Source data ▸
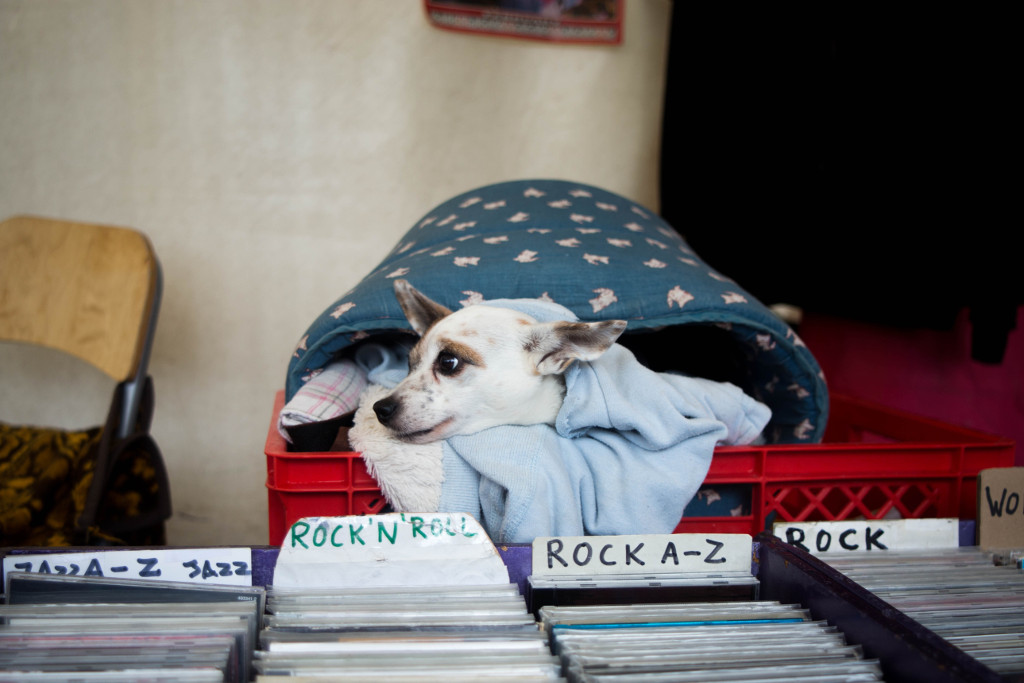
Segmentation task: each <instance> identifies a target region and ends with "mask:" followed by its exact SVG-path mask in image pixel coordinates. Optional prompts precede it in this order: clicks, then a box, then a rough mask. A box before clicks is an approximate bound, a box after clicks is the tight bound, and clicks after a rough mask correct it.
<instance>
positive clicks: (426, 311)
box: [394, 280, 452, 337]
mask: <svg viewBox="0 0 1024 683" xmlns="http://www.w3.org/2000/svg"><path fill="white" fill-rule="evenodd" d="M394 296H395V298H396V299H398V305H399V306H401V312H403V313H406V318H407V319H408V321H409V323H410V325H412V326H413V329H414V330H416V333H417V334H418V335H420V336H421V337H422V336H423V334H424V333H425V332H426V331H427V329H428V328H429V327H430V326H431V325H433V324H434V323H436V322H437V321H439V319H440V318H442V317H444V316H445V315H451V314H452V311H451V310H449V309H447V308H445V307H444V306H442V305H441V304H439V303H437V302H436V301H431V300H430V299H428V298H427V297H426V296H425V295H424V294H423V293H422V292H420V291H419V290H417V289H416V288H415V287H413V286H412V285H410V284H409V282H408V281H404V280H396V281H394Z"/></svg>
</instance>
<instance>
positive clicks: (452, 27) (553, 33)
mask: <svg viewBox="0 0 1024 683" xmlns="http://www.w3.org/2000/svg"><path fill="white" fill-rule="evenodd" d="M424 2H425V6H426V12H427V18H428V19H429V20H430V23H431V24H433V25H434V26H436V27H438V28H441V29H446V30H450V31H460V32H463V33H477V34H484V35H490V36H510V37H515V38H526V39H531V40H545V41H552V42H560V43H586V44H604V45H617V44H620V43H621V42H622V40H623V11H624V8H623V5H624V3H625V0H424Z"/></svg>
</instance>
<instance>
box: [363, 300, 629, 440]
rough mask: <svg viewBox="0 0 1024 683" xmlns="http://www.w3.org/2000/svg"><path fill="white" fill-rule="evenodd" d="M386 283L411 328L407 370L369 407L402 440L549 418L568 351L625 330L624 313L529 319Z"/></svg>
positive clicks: (586, 347)
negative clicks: (611, 317)
mask: <svg viewBox="0 0 1024 683" xmlns="http://www.w3.org/2000/svg"><path fill="white" fill-rule="evenodd" d="M394 290H395V296H396V297H397V299H398V304H399V305H400V306H401V309H402V311H403V312H404V314H406V317H407V318H408V319H409V322H410V324H411V325H412V326H413V330H415V331H416V332H417V333H418V334H419V335H420V336H421V338H420V341H419V342H418V343H417V344H416V346H414V347H413V349H412V351H411V352H410V356H409V375H408V376H407V377H406V379H404V380H402V381H401V382H400V383H399V384H398V385H397V386H396V387H395V388H394V389H393V390H392V391H391V392H390V393H389V394H387V395H386V396H384V397H383V398H380V399H379V400H376V401H375V402H374V403H373V410H374V413H375V414H376V416H377V420H378V421H379V422H380V424H381V425H383V426H384V427H385V428H386V429H387V431H388V432H389V433H390V434H391V435H392V436H393V437H394V438H397V439H399V440H401V441H404V442H408V443H428V442H432V441H438V440H441V439H445V438H449V437H451V436H455V435H459V434H472V433H475V432H478V431H481V430H483V429H486V428H488V427H495V426H499V425H532V424H554V422H555V418H556V417H557V415H558V411H559V409H560V408H561V404H562V399H563V398H564V395H565V383H564V380H563V377H562V374H563V373H564V372H565V371H566V370H567V369H568V368H569V366H570V365H571V364H572V362H573V361H575V360H593V359H595V358H597V357H598V356H600V355H601V354H602V353H604V352H605V351H606V350H607V349H608V348H609V347H610V346H611V345H612V344H613V343H614V342H615V340H616V339H618V337H620V335H622V334H623V332H624V331H625V330H626V322H625V321H604V322H599V323H568V322H555V323H539V322H538V321H536V319H535V318H532V317H530V316H529V315H526V314H524V313H521V312H517V311H515V310H511V309H508V308H501V307H497V306H489V305H485V304H484V305H471V306H467V307H465V308H462V309H460V310H458V311H455V312H453V311H451V310H450V309H449V308H446V307H444V306H442V305H441V304H439V303H437V302H435V301H432V300H430V299H429V298H427V297H426V296H424V295H423V294H422V293H421V292H419V291H418V290H416V289H415V288H414V287H413V286H412V285H410V284H409V283H408V282H406V281H404V280H396V281H395V283H394Z"/></svg>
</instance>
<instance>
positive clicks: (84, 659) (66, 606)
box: [0, 572, 265, 683]
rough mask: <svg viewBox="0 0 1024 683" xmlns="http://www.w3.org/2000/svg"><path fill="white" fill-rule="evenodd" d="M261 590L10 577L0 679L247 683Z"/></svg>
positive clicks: (252, 647) (170, 584) (96, 580)
mask: <svg viewBox="0 0 1024 683" xmlns="http://www.w3.org/2000/svg"><path fill="white" fill-rule="evenodd" d="M264 596H265V592H264V590H263V589H262V588H252V587H245V588H239V587H224V586H214V587H209V586H197V585H195V584H177V583H171V582H168V583H159V584H155V583H154V582H147V581H137V580H135V581H132V580H125V581H120V580H111V579H98V578H89V579H82V578H69V577H60V575H50V574H29V573H23V572H10V573H8V574H7V586H6V604H4V605H0V672H2V673H0V681H29V682H31V681H40V682H43V681H68V680H75V681H92V680H95V681H137V680H145V681H154V682H159V681H185V682H193V681H195V682H197V683H199V682H205V681H241V682H244V681H248V680H250V676H251V663H252V651H253V648H254V646H255V642H256V640H257V638H258V634H259V630H260V628H261V622H262V615H263V608H264Z"/></svg>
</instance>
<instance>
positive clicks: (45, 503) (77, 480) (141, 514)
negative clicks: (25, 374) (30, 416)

Problem ▸ In the records above, find the line with "positive clicks: (452, 27) (553, 33)"; write out exactly that line and each one after it, stopping after the line with "box: [363, 300, 629, 440]".

Expected answer ▸
positive clicks: (452, 27) (553, 33)
mask: <svg viewBox="0 0 1024 683" xmlns="http://www.w3.org/2000/svg"><path fill="white" fill-rule="evenodd" d="M424 2H425V6H426V12H427V18H428V19H429V20H430V23H431V24H433V25H434V26H436V27H438V28H441V29H446V30H450V31H460V32H463V33H477V34H484V35H490V36H510V37H515V38H526V39H531V40H545V41H552V42H560V43H586V44H604V45H617V44H620V43H621V42H622V40H623V11H624V8H623V5H624V3H625V0H424Z"/></svg>
</instance>
<instance>
box: [363, 300, 629, 440]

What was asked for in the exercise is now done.